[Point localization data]
____________________

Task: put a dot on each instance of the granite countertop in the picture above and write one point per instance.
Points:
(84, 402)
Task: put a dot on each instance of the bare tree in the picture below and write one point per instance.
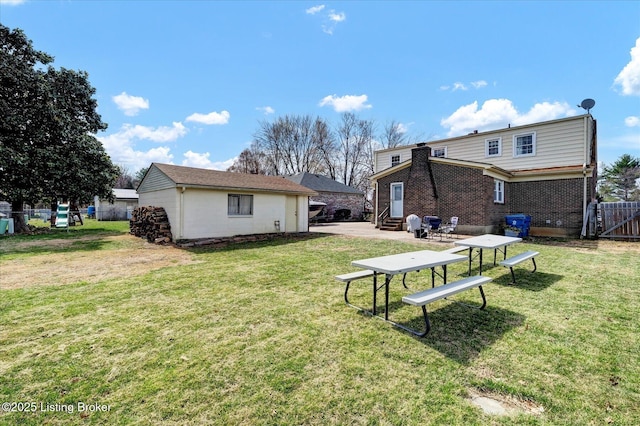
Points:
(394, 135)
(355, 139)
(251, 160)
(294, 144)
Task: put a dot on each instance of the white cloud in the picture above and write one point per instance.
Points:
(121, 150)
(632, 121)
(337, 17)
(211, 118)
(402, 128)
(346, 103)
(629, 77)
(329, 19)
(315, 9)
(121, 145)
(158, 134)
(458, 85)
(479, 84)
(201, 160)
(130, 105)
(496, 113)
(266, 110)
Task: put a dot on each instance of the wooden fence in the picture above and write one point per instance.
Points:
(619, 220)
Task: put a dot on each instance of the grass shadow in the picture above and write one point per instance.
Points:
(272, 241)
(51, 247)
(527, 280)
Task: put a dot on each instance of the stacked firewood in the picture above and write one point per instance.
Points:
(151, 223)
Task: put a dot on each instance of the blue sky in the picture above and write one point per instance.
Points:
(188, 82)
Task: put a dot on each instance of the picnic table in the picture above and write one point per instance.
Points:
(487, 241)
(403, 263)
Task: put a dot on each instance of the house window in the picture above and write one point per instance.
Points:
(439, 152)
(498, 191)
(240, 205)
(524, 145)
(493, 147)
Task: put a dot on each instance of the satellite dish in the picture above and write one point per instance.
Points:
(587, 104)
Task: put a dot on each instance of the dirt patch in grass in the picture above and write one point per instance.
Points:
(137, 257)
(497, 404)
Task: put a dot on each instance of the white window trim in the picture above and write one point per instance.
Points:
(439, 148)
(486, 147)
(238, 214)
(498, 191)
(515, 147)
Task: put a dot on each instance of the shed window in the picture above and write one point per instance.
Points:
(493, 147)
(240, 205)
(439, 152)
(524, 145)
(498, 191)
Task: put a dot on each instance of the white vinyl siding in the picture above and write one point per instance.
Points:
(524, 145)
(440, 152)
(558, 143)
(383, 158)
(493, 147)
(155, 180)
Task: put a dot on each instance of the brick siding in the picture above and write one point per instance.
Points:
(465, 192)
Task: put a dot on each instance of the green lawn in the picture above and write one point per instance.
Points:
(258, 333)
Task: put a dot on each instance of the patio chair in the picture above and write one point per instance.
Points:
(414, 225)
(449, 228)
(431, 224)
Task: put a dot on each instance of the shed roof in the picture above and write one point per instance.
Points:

____________________

== Directions ==
Would you please return all lines of the data that include the word "shed"?

== Exercise answer ==
Task: put a dot on each instance of the shed window in the picture above and write one point per instance.
Task: put a dot on each instance of the shed roof in the picture above and write one point per instance.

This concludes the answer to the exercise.